#### WHAT TO WORK ON:
a) In the cacao ceremony text, what range of emotional states may participants experience during the ceremony?
b) Please rewrite part of the cacao ceremony text, beginning at the words "Likewise, these processes" and stopping after "settings (Nugteren 2019).", with "ritual objects" changed to "ceremonial objects".

#### READING TEXT:
┏━━

Among the different elements that structure this process, the emotional dimension stands out for its articulating role in the subjective configuration. As González-Rey (2011a) notes, subjectivity cannot be reduced to merely rational aspects, rather it entails an essentially emotional component. During the cacao ceremony, participants experience intense emotional states that may range from feelings of calm and introspection to euphoria and a sense of connection with the community. These emotions are not isolated experiences, given that they are mediated by the ceremony and by interactions with other participants (Chango et al. 2025).
Likewise, these processes do not emerge in a vacuum, but are articulated through material ritual practices whose symbolic and affective value amplifies the reconfiguration of subjective senses. Material practices can be understood as actions that are symbolically and emotionally charged, involving the body, space, and ritual objects, which mediate the participant’s emotional and cognitive experience (González-Rey 2013b). This “charge” is what enables such actions to mediate processes of subjective reconfiguration in ritual contexts. This perspective has been reinforced by recent studies on material rituality that emphasize the mediating role of sacred objects in religious settings (Nugteren 2019).
As an extension of these material practices, and following the consumption of cacao, it is common for some participants to engage in conversations about healing, well-being, and connection with the sacred, thereby constructing collective frameworks of shared interpretation (Chango et al. 2025; Jaramillo Rojo 2024). Subjectivity is thus configured through a dialogical process in which meanings interweave with collective discourses, historical traditions, and material practices (González-Rey 2013b). This occurs through subjective configurations that integrate affects, personal narratives, and mediations, enabling these practices to occupy a meaningful place in the experience of each participant (González-Rey 2010).
Among the elements mediating this subjective configuration, cacao occupies a central place as a subjective reorganizer, one that is symbolic, cultural, historical, political, and economic, and which facilitates the emergence of subjective senses and the transformation of participants’ subjective configurations. From González-Rey’s (2002) perspective, culturally significant objects can operate as symbolic mediators that restructure subjectivity. In this sense, cacao does not act solely through its physiological effects (Burby 2021), but as a cultural device that catalyzes subjective senses by articulating the ancestral with contemporary frameworks of health and spirituality. This raises the question: how can cacao, as a mediator, be understood as more than a substance, becoming instead an organizer of subjective reconfiguration? From the standpoint of González-Rey’s theory of subjectivity, this process is complex, since cultural objects and practices become integrated into subjectivity through processes of signification. This construction of shared signifiers also reveals the power dynamics and subjective configurations that emerge within these rituals.

┗━━

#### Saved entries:
┏━━

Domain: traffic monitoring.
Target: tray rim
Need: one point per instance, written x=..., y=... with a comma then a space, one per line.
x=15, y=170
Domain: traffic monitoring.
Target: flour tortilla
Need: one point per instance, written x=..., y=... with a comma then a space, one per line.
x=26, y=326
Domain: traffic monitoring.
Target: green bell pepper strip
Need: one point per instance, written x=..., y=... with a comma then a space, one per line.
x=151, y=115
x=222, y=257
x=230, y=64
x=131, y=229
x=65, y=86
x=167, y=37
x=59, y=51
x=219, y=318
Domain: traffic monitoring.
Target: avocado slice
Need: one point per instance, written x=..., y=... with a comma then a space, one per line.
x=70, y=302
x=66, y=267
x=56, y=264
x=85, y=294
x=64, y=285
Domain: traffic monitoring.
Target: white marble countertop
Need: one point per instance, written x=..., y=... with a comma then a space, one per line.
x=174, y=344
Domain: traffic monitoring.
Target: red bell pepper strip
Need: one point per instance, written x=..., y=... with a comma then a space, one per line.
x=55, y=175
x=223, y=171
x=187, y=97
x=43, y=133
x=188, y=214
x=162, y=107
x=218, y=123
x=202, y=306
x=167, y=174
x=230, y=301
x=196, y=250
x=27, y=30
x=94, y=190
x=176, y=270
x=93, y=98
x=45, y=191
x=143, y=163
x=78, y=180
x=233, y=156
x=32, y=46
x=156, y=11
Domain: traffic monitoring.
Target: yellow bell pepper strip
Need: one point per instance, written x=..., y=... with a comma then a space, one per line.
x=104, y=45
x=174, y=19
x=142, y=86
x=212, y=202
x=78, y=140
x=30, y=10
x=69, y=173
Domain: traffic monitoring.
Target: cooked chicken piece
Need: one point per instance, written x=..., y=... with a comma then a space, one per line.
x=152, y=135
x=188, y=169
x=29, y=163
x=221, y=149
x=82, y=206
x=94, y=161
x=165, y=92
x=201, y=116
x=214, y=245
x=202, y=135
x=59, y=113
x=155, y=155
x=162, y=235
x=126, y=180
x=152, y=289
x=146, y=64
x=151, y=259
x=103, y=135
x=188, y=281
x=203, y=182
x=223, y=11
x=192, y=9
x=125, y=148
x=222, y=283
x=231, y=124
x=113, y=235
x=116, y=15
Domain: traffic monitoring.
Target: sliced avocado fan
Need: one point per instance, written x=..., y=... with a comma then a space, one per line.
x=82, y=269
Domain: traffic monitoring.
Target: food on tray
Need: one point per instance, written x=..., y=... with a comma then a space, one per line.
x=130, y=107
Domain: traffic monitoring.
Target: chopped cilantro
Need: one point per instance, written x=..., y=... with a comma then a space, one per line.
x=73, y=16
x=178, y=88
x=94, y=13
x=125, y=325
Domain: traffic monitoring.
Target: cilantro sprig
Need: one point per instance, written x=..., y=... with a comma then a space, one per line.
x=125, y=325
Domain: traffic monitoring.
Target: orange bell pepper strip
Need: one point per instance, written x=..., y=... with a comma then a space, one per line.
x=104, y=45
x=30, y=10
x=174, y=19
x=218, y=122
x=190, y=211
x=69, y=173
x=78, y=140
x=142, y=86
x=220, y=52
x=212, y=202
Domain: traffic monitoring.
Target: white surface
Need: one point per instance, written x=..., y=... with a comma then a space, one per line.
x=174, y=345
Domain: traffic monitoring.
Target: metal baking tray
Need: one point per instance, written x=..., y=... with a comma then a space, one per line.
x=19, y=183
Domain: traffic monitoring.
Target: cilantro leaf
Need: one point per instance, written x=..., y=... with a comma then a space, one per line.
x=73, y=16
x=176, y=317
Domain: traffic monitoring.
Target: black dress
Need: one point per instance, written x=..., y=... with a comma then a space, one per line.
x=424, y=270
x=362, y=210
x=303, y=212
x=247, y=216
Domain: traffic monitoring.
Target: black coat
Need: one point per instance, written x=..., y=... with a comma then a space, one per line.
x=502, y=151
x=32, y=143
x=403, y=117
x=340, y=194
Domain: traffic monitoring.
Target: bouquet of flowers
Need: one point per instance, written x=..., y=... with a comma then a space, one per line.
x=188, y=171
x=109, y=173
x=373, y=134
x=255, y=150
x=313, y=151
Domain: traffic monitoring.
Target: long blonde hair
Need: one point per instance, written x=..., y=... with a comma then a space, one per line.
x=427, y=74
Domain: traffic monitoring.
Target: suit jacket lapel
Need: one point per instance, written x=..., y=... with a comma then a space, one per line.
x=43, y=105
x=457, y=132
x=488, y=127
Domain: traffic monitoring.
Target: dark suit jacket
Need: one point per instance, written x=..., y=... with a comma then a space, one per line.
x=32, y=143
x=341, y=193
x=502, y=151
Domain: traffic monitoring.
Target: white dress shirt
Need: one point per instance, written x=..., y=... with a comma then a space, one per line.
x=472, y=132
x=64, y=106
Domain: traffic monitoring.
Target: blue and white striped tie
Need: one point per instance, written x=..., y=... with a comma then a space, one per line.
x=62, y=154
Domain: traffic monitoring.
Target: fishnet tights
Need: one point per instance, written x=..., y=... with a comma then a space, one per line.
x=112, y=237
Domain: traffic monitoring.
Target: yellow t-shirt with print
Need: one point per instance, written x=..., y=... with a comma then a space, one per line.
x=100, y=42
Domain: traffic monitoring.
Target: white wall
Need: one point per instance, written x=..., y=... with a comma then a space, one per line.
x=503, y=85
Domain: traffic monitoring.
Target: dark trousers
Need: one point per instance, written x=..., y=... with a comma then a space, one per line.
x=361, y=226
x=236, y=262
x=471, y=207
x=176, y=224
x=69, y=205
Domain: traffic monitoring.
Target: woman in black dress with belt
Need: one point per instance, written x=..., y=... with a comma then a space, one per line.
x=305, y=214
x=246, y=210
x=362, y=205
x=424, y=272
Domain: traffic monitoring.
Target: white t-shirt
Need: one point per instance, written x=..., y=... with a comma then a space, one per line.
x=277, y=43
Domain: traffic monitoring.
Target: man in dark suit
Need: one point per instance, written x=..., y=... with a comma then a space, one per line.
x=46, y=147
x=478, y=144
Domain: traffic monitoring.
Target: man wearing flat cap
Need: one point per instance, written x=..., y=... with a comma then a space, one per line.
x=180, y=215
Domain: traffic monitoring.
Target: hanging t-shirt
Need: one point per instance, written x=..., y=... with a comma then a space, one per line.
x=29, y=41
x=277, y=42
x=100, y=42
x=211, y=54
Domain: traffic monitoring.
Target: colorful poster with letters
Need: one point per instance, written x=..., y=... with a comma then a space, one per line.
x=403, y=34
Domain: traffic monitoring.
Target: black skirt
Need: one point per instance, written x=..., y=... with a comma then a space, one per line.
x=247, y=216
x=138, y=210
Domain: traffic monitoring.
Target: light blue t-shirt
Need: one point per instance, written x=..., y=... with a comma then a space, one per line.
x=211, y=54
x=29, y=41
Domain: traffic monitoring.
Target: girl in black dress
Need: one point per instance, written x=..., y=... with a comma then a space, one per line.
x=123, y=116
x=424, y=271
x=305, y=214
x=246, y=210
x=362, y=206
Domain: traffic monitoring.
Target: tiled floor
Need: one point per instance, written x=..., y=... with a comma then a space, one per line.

┗━━

#### COMPLETED EXERCISE:
a) Participants may experience feelings ranging from calm and introspection to euphoria and a sense of connection with the community.

b)
Likewise, these processes do not emerge in a vacuum, but are articulated through material ritual practices whose symbolic and affective value amplifies the reconfiguration of subjective senses. Material practices can be understood as actions that are symbolically and emotionally charged, involving the body, space, and ceremonial objects, which mediate the participant’s emotional and cognitive experience (González-Rey 2013b). This “charge” is what enables such actions to mediate processes of subjective reconfiguration in ritual contexts. This perspective has been reinforced by recent studies on material rituality that emphasize the mediating role of sacred objects in religious settings (Nugteren 2019).